> _STUDY QUESTIONS_:
1/ Decide whether each statement below agrees with the article on Rob Wiggan's appointment. Answer yes or no for each, quoting the words from the article that decide it.
(a) Before joining Willis Towers Watson, Wiggan was associate director of information security at the Queensland University of Technology.
(b) Wiggan has built information security functions for the Bank of Queensland.
(c) In his new role, Wiggan will work only with ASX-listed companies.
2/ Continue the article on Rob Wiggan's appointment, starting after its final sentence.

> _SOURCE EXTRACT_:
= Beginning of Section =

WTW hires cyber risk specialist

Rob Wiggan
ROB WIGGAN
Willis Towers Watson - Cyber Security Consultant
APPOINTMENT
Willis Towers Watson
WILLIS TOWERS WATSON
Date: 23 March 2022
Position: Cyber Security Consultant
By Elizabeth Fry

Willis Towers Watson has added cyber specialist Rob Wiggan to its Australasian financial and executive risk team.

As a cyber security consultant, Wiggan will sit in a team that runs risk management across several areas, including cyber, directors' and officers' insurance, professional indemnity, management liability, and transactional risk.

In the new role, he will work across all types of Australasian businesses, including ASX-listed companies, major multinationals, institutional investors, and privately-held firms.

Wiggan joins from the Queensland University of Technology, where he was the associate director of information security, where he ran security operations across all the university's businesses.

Before that, he built information security functions for the Bank of Queensland and Queensland Urban Utilities.

"Rob has a deep understanding of how information security operations are relied on to support strategic business objectives," said WTW Australasian cyber and technology risk head Ben Di Marco.

"He has directly established and managed internal cyber security functions, performed risk exposure assessments and action plans, undertaken cyber maturity uplift projects, and delivered support to help senior executives navigate cyber challenges created by the pandemic and a fast-changing regulatory environment.

= End of Section =

> _DATASET EXCERPTS_:

= Beginning of Section =

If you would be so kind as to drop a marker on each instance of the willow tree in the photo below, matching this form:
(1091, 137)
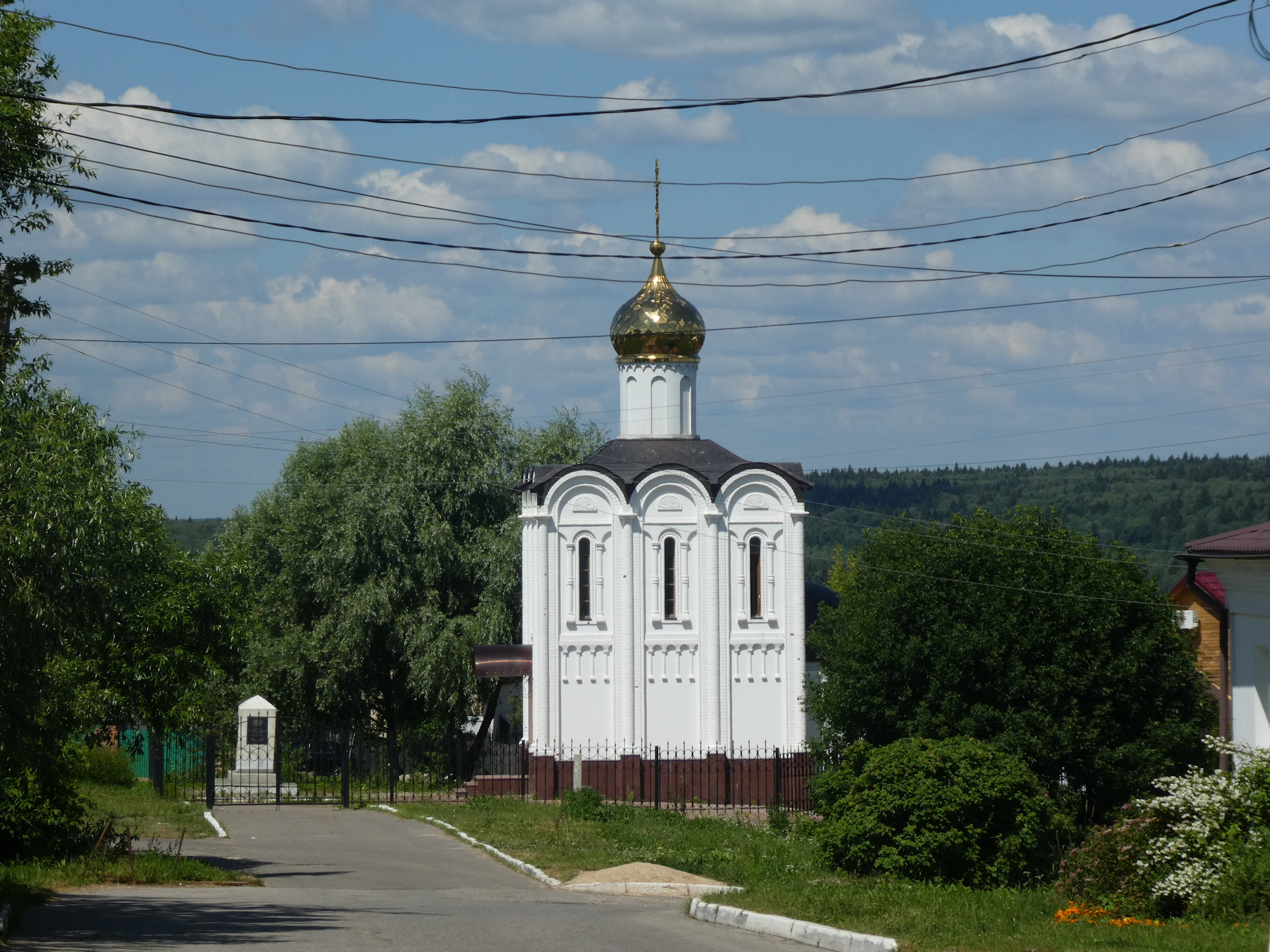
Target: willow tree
(34, 163)
(384, 555)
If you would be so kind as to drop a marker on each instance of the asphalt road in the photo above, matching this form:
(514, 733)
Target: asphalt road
(364, 880)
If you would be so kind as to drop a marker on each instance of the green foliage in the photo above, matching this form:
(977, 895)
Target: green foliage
(1023, 634)
(1242, 891)
(1201, 848)
(110, 766)
(1104, 871)
(193, 536)
(101, 619)
(583, 804)
(385, 554)
(786, 876)
(943, 811)
(33, 165)
(1152, 506)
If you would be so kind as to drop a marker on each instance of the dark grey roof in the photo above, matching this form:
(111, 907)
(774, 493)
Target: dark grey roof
(632, 460)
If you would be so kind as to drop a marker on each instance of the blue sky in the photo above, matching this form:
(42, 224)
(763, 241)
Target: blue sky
(1025, 371)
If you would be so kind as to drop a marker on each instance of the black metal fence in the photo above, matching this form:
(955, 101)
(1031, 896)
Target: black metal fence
(686, 778)
(271, 760)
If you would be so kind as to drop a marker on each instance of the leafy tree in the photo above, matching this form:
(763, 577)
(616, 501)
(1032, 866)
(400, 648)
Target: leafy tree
(34, 161)
(952, 810)
(97, 610)
(1023, 634)
(385, 554)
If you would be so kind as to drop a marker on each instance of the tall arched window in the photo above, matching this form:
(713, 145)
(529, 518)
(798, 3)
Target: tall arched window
(756, 578)
(668, 580)
(585, 580)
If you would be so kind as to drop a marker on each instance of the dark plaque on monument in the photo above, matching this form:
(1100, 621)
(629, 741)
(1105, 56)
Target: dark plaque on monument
(257, 730)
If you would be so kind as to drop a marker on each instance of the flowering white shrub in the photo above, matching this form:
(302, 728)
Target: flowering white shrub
(1198, 814)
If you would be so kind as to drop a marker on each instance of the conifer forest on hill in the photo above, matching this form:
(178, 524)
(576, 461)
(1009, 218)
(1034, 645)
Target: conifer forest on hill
(1154, 506)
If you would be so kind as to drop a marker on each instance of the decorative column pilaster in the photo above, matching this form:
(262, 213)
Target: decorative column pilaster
(712, 676)
(538, 604)
(724, 629)
(552, 559)
(624, 633)
(795, 623)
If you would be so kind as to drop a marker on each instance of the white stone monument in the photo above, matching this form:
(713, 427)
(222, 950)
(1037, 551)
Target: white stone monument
(257, 744)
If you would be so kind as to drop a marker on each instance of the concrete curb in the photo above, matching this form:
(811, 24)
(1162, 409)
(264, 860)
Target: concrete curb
(220, 830)
(680, 890)
(794, 930)
(509, 859)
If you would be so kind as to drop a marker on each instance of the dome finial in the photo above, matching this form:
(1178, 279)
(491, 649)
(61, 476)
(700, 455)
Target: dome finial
(657, 247)
(657, 325)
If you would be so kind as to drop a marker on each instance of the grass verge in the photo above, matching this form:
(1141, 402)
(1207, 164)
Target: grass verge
(784, 875)
(145, 814)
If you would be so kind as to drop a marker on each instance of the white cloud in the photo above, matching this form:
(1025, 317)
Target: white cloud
(197, 139)
(713, 125)
(675, 28)
(1017, 340)
(539, 161)
(1136, 83)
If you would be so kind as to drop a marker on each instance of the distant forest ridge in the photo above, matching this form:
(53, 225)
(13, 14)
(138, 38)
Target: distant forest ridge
(1152, 506)
(194, 535)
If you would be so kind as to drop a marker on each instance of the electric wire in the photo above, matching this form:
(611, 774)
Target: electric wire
(821, 321)
(564, 230)
(362, 75)
(177, 386)
(730, 257)
(226, 371)
(675, 183)
(635, 110)
(224, 343)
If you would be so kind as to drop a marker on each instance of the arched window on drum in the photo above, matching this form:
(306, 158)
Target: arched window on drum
(756, 578)
(668, 601)
(585, 579)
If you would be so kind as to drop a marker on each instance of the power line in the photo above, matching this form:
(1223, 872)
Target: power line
(712, 331)
(681, 184)
(222, 370)
(362, 75)
(554, 229)
(633, 110)
(730, 257)
(185, 390)
(218, 340)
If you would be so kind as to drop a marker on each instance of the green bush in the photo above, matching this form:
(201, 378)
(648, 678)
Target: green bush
(1105, 870)
(110, 766)
(951, 810)
(583, 804)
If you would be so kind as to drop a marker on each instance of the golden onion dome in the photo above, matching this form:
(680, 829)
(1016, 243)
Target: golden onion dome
(658, 325)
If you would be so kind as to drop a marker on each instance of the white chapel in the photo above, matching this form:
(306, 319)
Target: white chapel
(663, 584)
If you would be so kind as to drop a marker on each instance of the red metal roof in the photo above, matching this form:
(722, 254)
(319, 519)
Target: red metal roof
(1209, 583)
(1249, 541)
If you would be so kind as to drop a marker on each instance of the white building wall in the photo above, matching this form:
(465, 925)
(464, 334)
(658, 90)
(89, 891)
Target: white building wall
(1248, 600)
(632, 678)
(658, 400)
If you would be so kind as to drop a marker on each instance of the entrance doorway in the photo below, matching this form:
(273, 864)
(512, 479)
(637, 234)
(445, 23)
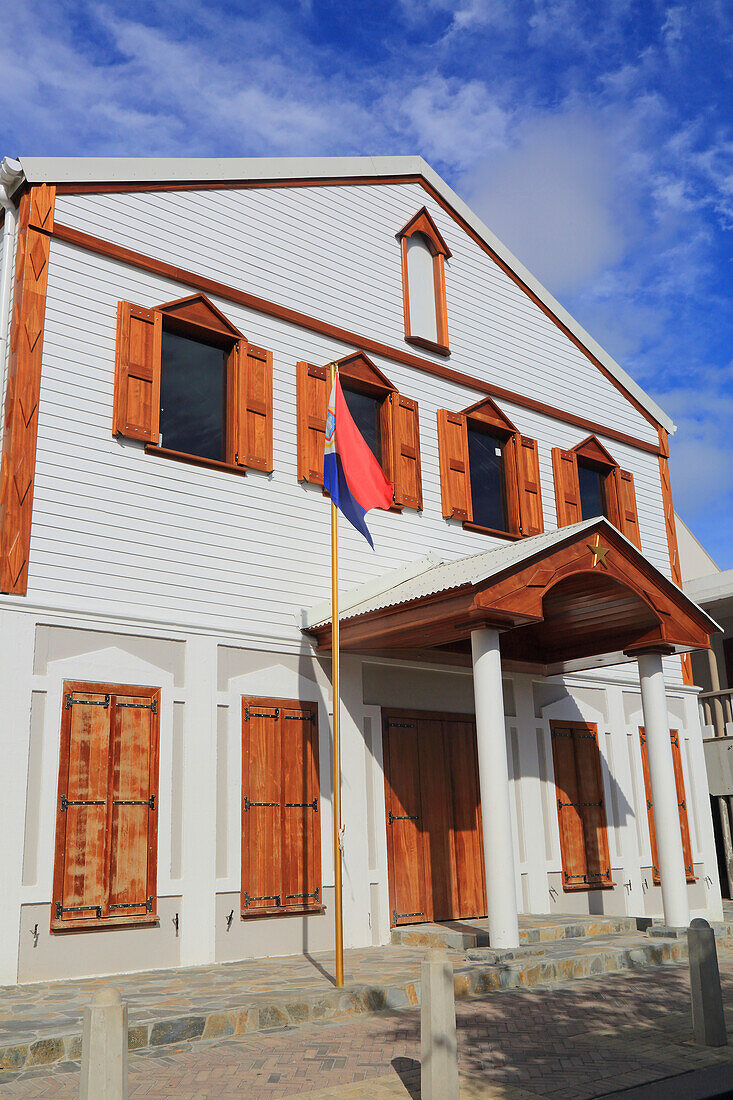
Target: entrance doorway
(435, 848)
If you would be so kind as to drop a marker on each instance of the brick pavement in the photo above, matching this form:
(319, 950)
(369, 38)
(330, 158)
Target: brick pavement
(572, 1042)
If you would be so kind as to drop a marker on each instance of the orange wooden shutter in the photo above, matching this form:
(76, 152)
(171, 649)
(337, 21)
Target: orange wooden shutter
(406, 472)
(627, 514)
(455, 472)
(133, 827)
(313, 389)
(137, 407)
(254, 428)
(567, 488)
(301, 806)
(262, 814)
(80, 864)
(572, 843)
(527, 474)
(681, 802)
(581, 810)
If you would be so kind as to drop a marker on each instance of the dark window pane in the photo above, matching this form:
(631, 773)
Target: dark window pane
(365, 411)
(193, 397)
(488, 487)
(592, 497)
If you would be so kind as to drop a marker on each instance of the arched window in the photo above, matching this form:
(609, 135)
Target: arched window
(424, 253)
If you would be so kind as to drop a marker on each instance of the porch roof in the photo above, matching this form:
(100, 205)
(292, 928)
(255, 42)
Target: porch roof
(558, 603)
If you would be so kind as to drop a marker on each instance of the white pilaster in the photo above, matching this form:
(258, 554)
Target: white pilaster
(199, 803)
(17, 636)
(664, 791)
(493, 783)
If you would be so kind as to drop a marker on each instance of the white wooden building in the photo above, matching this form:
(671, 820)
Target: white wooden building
(164, 570)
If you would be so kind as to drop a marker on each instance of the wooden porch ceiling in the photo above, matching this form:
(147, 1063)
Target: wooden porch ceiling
(587, 597)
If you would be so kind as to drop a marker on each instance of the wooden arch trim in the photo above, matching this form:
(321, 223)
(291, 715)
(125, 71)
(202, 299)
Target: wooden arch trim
(422, 222)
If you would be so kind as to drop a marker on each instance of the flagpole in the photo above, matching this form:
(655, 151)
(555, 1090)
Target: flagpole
(337, 749)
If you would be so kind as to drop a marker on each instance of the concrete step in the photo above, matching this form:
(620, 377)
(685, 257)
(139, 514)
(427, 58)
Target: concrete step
(153, 1027)
(462, 935)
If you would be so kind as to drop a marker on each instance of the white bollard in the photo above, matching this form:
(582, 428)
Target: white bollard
(438, 1042)
(105, 1047)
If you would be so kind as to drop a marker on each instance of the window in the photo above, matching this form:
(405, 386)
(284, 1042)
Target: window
(424, 253)
(367, 413)
(488, 480)
(681, 802)
(281, 807)
(387, 420)
(105, 869)
(592, 491)
(489, 472)
(190, 387)
(193, 397)
(589, 483)
(580, 806)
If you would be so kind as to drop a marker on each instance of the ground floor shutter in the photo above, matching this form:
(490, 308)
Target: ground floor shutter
(106, 820)
(281, 806)
(681, 802)
(580, 806)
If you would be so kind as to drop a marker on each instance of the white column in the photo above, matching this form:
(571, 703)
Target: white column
(493, 783)
(664, 791)
(199, 803)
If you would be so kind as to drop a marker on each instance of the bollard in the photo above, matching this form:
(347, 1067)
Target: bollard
(708, 1016)
(105, 1047)
(438, 1042)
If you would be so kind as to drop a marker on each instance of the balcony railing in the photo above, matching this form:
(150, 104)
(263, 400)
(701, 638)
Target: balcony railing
(717, 708)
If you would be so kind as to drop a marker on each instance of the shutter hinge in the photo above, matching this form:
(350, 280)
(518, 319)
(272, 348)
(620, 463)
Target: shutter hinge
(252, 714)
(141, 706)
(86, 702)
(249, 805)
(314, 895)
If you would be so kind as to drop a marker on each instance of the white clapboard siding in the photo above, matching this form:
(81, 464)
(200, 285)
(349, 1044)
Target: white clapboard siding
(330, 252)
(120, 532)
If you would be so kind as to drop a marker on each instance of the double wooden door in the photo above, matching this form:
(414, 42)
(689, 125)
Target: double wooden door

= End of Section =

> _LIST OF ANSWERS_:
1/
(a) Yes: "Wiggan joins from the Queensland University of Technology, where he was the associate director of information security"
(b) Yes: "he built information security functions for the Bank of Queensland and Queensland Urban Utilities"
(c) No: "he will work across all types of Australasian businesses, including ASX-listed companies, major multinationals, institutional investors, and privately-held firms"

2/
"Rob adds a critical new element to WTW's capabilities, bringing unique insight into the cyber and technology risk challenges our clients face, through experience drawn from the real world. He has direct knowledge of the pressures on organisations to uplift their cyber security risk management and systems, using limited resources and an understanding of the cyber security services that can provide real value to clients."

Di Marco noted that the Office of the Australian Information Commissioner advised it received 464 data breach notifications from July to December 2021, an increase of 6 percent on the previous period.

In addition, the Australian Cyber Security Centre said that ransomware attacks continue to target organisations of all sizes, with a marked increase seen in "big game" cyber-attacks.